• [LISTED RECORDS]:
-- start --

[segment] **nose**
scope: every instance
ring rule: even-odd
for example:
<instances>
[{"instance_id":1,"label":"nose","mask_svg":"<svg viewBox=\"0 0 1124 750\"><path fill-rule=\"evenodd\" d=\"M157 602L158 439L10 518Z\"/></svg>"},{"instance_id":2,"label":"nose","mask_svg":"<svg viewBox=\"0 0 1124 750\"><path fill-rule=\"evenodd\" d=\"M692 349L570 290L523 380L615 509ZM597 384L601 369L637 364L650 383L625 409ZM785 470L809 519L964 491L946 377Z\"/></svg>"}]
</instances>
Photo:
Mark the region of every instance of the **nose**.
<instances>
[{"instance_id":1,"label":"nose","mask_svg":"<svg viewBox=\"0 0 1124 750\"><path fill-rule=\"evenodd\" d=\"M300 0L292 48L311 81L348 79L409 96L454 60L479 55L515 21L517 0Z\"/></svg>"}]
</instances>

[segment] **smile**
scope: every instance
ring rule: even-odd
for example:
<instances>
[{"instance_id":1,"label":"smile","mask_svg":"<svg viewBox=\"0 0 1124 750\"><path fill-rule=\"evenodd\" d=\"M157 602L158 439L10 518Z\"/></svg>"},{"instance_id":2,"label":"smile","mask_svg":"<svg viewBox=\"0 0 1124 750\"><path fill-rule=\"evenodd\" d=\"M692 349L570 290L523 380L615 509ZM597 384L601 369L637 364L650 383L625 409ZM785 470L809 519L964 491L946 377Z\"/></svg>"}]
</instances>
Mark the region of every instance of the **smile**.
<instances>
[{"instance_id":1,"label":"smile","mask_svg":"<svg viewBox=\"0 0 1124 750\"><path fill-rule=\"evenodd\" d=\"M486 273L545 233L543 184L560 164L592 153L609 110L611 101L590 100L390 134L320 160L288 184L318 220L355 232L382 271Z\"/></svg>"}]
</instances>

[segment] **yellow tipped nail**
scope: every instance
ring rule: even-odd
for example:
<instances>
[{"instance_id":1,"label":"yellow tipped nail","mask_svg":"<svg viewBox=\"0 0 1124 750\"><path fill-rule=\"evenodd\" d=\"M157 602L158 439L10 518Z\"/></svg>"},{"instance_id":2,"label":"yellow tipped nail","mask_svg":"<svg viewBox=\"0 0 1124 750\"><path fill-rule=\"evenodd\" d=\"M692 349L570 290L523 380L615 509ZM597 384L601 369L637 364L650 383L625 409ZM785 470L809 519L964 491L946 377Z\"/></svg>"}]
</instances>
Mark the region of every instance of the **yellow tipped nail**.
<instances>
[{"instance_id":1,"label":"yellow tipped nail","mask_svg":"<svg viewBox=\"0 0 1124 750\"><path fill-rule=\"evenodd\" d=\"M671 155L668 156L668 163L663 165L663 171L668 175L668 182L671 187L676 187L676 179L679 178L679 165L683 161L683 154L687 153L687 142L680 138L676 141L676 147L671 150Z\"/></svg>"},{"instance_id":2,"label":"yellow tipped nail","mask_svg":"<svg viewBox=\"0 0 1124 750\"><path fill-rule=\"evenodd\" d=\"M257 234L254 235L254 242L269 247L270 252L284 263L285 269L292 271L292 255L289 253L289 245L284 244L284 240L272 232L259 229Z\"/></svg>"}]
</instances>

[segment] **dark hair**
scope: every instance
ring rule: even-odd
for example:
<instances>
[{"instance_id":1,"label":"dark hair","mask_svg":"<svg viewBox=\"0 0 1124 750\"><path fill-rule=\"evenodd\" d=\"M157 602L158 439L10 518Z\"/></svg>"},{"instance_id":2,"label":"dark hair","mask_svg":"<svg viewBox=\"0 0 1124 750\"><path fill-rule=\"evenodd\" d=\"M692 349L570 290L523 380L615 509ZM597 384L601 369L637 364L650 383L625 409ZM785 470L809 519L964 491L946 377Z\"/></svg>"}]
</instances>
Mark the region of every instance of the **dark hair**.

-- end --

• [YOUR TASK]:
Look above for the line containing "[segment] **dark hair**", then transcribe it and all lines after it through the last, exactly and with nothing else.

• [CORRECT ANSWER]:
[segment] **dark hair**
scope: every instance
ring rule: even-odd
for example:
<instances>
[{"instance_id":1,"label":"dark hair","mask_svg":"<svg viewBox=\"0 0 1124 750\"><path fill-rule=\"evenodd\" d=\"M157 602L158 439L10 518Z\"/></svg>"},{"instance_id":2,"label":"dark hair","mask_svg":"<svg viewBox=\"0 0 1124 750\"><path fill-rule=\"evenodd\" d=\"M692 349L570 290L523 380L615 509ZM597 384L601 369L637 364L650 383L625 409ZM785 470L809 519L964 491L946 377Z\"/></svg>"}]
</instances>
Mark the region of every instance of the **dark hair**.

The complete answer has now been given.